Supplied records: Begin
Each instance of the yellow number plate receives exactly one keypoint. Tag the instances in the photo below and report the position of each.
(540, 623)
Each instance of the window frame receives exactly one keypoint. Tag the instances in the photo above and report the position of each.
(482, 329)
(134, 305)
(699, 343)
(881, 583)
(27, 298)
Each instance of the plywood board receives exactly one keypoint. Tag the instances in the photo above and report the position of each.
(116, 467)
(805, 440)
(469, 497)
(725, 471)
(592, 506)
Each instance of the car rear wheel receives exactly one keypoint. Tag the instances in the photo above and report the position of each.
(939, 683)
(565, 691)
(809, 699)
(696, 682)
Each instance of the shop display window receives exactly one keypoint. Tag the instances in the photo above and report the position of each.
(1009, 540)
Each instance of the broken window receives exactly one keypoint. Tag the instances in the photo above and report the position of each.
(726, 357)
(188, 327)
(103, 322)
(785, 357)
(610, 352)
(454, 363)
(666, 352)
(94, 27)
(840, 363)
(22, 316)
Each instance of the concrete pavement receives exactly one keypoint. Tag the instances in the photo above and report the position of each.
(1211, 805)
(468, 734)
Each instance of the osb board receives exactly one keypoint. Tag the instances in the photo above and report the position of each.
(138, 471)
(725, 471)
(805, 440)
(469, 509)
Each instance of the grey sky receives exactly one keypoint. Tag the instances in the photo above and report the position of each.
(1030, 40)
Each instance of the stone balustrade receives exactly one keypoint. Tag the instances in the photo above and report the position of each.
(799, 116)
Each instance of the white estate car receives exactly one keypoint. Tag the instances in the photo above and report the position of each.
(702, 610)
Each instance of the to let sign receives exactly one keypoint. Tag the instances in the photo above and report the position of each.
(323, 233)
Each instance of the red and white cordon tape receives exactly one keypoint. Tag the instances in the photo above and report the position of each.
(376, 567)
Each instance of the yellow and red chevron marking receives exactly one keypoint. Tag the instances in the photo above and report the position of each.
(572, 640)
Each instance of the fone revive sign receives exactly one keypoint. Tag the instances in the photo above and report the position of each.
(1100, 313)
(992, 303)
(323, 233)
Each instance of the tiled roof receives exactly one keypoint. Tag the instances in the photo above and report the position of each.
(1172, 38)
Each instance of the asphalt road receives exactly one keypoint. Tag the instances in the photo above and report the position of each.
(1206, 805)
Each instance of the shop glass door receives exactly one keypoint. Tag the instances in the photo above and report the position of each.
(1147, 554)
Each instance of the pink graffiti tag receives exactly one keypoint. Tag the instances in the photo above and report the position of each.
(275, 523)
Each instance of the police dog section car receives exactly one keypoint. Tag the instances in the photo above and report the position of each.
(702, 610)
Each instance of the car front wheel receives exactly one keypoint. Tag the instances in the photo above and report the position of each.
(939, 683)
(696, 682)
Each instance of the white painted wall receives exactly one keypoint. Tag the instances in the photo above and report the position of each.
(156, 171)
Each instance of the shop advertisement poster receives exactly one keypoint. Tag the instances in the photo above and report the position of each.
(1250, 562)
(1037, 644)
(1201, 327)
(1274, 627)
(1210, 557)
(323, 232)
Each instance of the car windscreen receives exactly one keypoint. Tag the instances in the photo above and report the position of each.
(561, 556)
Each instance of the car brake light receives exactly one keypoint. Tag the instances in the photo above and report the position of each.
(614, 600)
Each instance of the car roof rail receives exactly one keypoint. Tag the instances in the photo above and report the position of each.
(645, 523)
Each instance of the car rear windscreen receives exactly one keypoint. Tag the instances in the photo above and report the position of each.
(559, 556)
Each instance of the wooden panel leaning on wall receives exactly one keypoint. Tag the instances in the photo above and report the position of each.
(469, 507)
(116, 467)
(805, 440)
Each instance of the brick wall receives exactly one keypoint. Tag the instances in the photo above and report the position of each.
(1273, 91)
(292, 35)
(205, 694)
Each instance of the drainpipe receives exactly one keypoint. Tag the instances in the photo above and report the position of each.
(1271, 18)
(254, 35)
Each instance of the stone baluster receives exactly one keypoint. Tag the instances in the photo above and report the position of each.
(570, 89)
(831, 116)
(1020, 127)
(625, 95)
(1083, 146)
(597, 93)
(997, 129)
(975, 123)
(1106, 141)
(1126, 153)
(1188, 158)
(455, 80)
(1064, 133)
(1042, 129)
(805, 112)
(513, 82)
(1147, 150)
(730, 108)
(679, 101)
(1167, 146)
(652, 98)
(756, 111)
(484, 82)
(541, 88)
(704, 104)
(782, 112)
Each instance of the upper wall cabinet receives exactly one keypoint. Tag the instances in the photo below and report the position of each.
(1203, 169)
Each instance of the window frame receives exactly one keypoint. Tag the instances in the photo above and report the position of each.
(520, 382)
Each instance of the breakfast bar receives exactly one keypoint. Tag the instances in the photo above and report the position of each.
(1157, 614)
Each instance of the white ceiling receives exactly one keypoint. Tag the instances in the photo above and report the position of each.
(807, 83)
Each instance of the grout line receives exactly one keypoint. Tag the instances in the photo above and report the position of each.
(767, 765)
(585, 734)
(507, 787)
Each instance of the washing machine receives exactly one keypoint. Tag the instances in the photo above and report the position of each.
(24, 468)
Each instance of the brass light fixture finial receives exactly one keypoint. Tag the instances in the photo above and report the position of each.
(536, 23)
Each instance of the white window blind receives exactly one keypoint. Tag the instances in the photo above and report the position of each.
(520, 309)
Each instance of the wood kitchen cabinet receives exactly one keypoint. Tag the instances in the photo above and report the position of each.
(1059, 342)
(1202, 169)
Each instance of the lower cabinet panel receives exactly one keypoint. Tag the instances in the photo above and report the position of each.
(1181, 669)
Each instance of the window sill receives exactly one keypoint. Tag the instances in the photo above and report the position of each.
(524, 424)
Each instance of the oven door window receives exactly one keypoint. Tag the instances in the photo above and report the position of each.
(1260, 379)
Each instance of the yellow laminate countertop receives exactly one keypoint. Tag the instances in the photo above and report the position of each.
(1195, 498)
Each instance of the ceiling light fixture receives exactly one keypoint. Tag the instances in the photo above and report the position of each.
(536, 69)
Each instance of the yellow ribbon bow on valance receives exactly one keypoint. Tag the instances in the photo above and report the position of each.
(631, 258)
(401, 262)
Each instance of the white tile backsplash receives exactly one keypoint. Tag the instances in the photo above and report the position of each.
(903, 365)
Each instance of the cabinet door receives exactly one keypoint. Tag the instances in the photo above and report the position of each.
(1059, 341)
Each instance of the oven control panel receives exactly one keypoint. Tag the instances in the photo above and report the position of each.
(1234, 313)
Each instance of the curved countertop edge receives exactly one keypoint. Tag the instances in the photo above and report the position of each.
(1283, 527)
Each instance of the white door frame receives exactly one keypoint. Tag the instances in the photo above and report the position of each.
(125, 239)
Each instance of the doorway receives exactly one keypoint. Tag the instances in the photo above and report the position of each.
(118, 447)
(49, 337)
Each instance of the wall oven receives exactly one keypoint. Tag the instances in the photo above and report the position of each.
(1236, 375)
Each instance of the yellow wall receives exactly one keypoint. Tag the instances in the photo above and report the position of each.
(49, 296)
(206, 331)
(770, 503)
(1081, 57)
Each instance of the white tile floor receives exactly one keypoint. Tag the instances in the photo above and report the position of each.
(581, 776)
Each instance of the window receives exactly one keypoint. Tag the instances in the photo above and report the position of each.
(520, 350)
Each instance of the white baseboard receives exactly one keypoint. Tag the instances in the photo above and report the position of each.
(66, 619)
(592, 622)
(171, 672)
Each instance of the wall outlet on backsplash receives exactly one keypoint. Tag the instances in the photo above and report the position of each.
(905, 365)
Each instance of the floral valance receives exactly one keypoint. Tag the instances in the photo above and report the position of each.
Supplied records: End
■ What to do
The data should be written out again in full, exactly as it stands.

■ Written response
Each instance of the yellow number plate receives exactly one keypoint. Tag the instances in the photo below and report the position of each.
(540, 623)
Each instance of the window frame receives exactly one keypoint. Tag the instances in the photo above and report the position of each.
(482, 329)
(134, 305)
(699, 343)
(881, 583)
(27, 298)
Each instance of the plywood board receives exactly one keypoint. Tag the instances in the photo above and report the position of each.
(116, 467)
(805, 440)
(469, 497)
(725, 471)
(592, 506)
Each instance of the car rear wheel receives exactly one keypoint. Tag the instances in the photo above and report the position of each.
(939, 683)
(565, 691)
(809, 699)
(696, 682)
Each instance of the shop display window receives exactly one keypoint. Tag the instances in the photo above and report the position of each.
(1009, 540)
Each instance of the broken window receives exactly one keypoint. Tag the instances in the photo above and report the position of each.
(726, 357)
(188, 327)
(103, 322)
(785, 357)
(610, 352)
(454, 363)
(666, 352)
(94, 27)
(840, 363)
(22, 316)
Each instance of the concrete pavement receives exactly one keypoint. Tag the instances in the photo above and report the position of each.
(1211, 805)
(468, 734)
Each instance of the osb board receives exactly one keypoint. Tag the instances in the photo above and report the position of each.
(138, 471)
(725, 471)
(805, 440)
(469, 509)
Each instance of the grey sky receives exactly one keypoint. Tag the instances in the photo above and report the position of each.
(1030, 40)
Each instance of the stone balustrade receives exactly one keypoint. Tag the instances in the photo above and report the position of each.
(799, 116)
Each instance of the white estate car receives exactly one keypoint. Tag the instances in the photo above and report the position of each.
(702, 610)
Each instance of the to let sign receives exactly one keypoint. Tag the instances in the photo above and report the position of each.
(323, 233)
Each instance of the red and white cordon tape receives exactly one keypoint. Tag the instances in the photo above and report the position of each.
(376, 567)
Each instance of the yellow and red chevron marking receives exactly one keypoint. Tag the instances in the photo above and report the position of each.
(572, 640)
Each instance of the fone revive sign receives exactly one keypoint. Tag the instances in the photo above and report the position of each.
(1100, 313)
(992, 303)
(323, 233)
Each instance of the tiled roof receives exactly one keypoint. Tag the instances in the photo above and report the position of each.
(1172, 38)
Each instance of the asphalt road receives exactly one keypoint. Tag the instances in the photo above and report the position of each.
(1206, 805)
Each instance of the shop glass door receives exactly one keypoint. Tag the instances in the photo above and report the position of each.
(1147, 554)
Each instance of the pink graffiti tag receives exactly one keypoint. Tag the instances in the photo above and report the position of each.
(275, 523)
Each instance of the police dog section car receives exactly one keypoint. Tag the instances in the photo above and report the position of each.
(702, 610)
Each instance of the car front wheel receives exactly one keypoint. Tag the instances in the photo above and report the position of each.
(939, 683)
(696, 682)
Each instance of the white painted wall receives exactly one keypoint. Tag the instances in the photo above and report the position of each.
(156, 171)
Each instance of the shop advertisement poster receives exactly one keypoint. Tag the instances in the photo above and report the position of each.
(1250, 562)
(1037, 644)
(1201, 327)
(1274, 627)
(1210, 557)
(323, 232)
Each instance of the car windscreen receives exactly one keypoint. Tag the instances in the photo above and report the position of each.
(561, 556)
Each instance of the car brake light receives exactly one keypoint. Tag the instances in the photo above and report the position of each.
(614, 600)
Each instance of the car roof rail receives exactly one keypoint. Tag the instances in the photo above and report the position of each.
(645, 523)
Each instance of the car rear windscreen receives exactly one keypoint. Tag the instances in the photo above and report the position of each.
(559, 556)
Each instance of the wooden panel leaning on wall receives exactly one keypoint. Tag the instances in the photo above and report the position of each.
(469, 507)
(116, 467)
(805, 440)
Each instance of the brick wall receives exactly one keypoint. Tag the instances in the photo above and report the position of each.
(1273, 91)
(292, 35)
(205, 694)
Each instance of the drainpipe receives exactly one keypoint. Tag the instances in the photo above and report the position of each.
(1271, 18)
(254, 35)
Each instance of the stone baluster receives exactly one keypoint. Tag the instances in the photo above and report the position of each.
(570, 89)
(831, 116)
(1020, 127)
(625, 95)
(1083, 146)
(597, 93)
(997, 129)
(975, 123)
(1106, 141)
(1126, 153)
(1188, 158)
(455, 80)
(1064, 133)
(1042, 129)
(805, 112)
(513, 82)
(1147, 150)
(730, 108)
(679, 101)
(1167, 146)
(652, 98)
(756, 111)
(484, 82)
(541, 88)
(704, 104)
(782, 112)
Each instance of the upper wall cabinet receives exactly one keypoint. Tag the instances in the photo below and report the position of each.
(1203, 169)
Each instance of the window frame receives exactly one keypoint. Tag the instances in the photo above and report the position of each.
(520, 382)
Each instance of the breakfast bar receives exactly one keypoint. Tag the instances in the photo above and report the position of each.
(1157, 614)
Each instance of the white ceiling receives exactly one keypoint. Tag the instances in the photo above and report the position of each.
(807, 83)
Each instance of the grout line receives exactly one keypoint. Tag the instances in the photo above and report the position of each.
(767, 765)
(585, 734)
(507, 787)
Each instance of the washing machine receives exactly one keypoint. Tag the instances in the photo above and report the position of each.
(24, 468)
Each instance of the brass light fixture finial receives exactly one keypoint. Tag the instances in the photo above and report the position of each.
(536, 23)
Each instance of the white window blind receives exactly one keypoint. Tag the instances in the photo above and report the position of each.
(520, 309)
Each instance of the wood kitchen cabinet receives exactly one keypoint. Tag the instances in the photo above and report the position of each.
(1059, 342)
(1202, 169)
Each instance of the lower cabinet panel receives exactly one keypoint. Tag the instances in the photo above and report the position of each.
(1181, 669)
Each instance of the window sill receives exactly one keypoint. Tag the instances in the photo above and report the position of each.
(524, 424)
Each instance of the oven door window receives exactly one keypoint. Tag the instances in the photo above and report the position of each.
(1260, 379)
Each instance of the yellow laminate countertop receives exactly one keypoint. Tag the instances in the photo above and report the position of each.
(1195, 498)
Each instance of the ceiling light fixture receives exactly one keypoint. Tag the instances in the photo above and report the position of each.
(536, 69)
Each instance of the yellow ribbon bow on valance receives exactly one keypoint. Tag the instances in the photo above and report the position of each.
(631, 258)
(401, 262)
Each instance of the white tile backsplash receives exactly one keypoint. Tag the instances in the photo above and report the position of each.
(903, 365)
Each instance of the cabinet door receives exactly one keypoint. Tag the instances in the photo above and report the position of each.
(1059, 341)
Each instance of the oven control panel receives exactly one keypoint. Tag the instances in the photo above and report the position of each.
(1234, 313)
Each instance of the curved countertop edge receives exactly one keypoint. Tag the instances in the photo above and report the position of each.
(1283, 527)
Each instance of the white door frame receives exactly one keypoint. Tag the instances in the photo above and report the position of each.
(125, 239)
Each instance of the doorway receives exactly one keypoint. Tag the instances in the photo above and report the position of each.
(118, 447)
(49, 337)
Each instance of the wall oven receives exactly one keypoint. Tag the instances in the photo above and report the position of each.
(1236, 375)
Each instance of the yellow wall receives exactly one keypoint. Tag the instances in the photo above and report the position of each.
(49, 296)
(206, 331)
(770, 503)
(1081, 57)
Each instance of the white tile floor receives exactly one keypoint. Tag the instances in the photo above and report the position of each.
(581, 776)
Each instance of the window receives exactly one keypoint. Tag the instances in the photo above and report the position of each.
(520, 350)
Each instance of the white baseboard receives exactly one keypoint. Tag the instances in the photo above and report the position of each.
(66, 619)
(592, 622)
(171, 672)
Each instance of the wall outlet on backsplash receives exactly one keypoint. Tag the instances in the photo above and report the position of each.
(905, 365)
Each instance of the floral valance receives exactly one keypoint. Tag the instances in the photo above and report the position of each.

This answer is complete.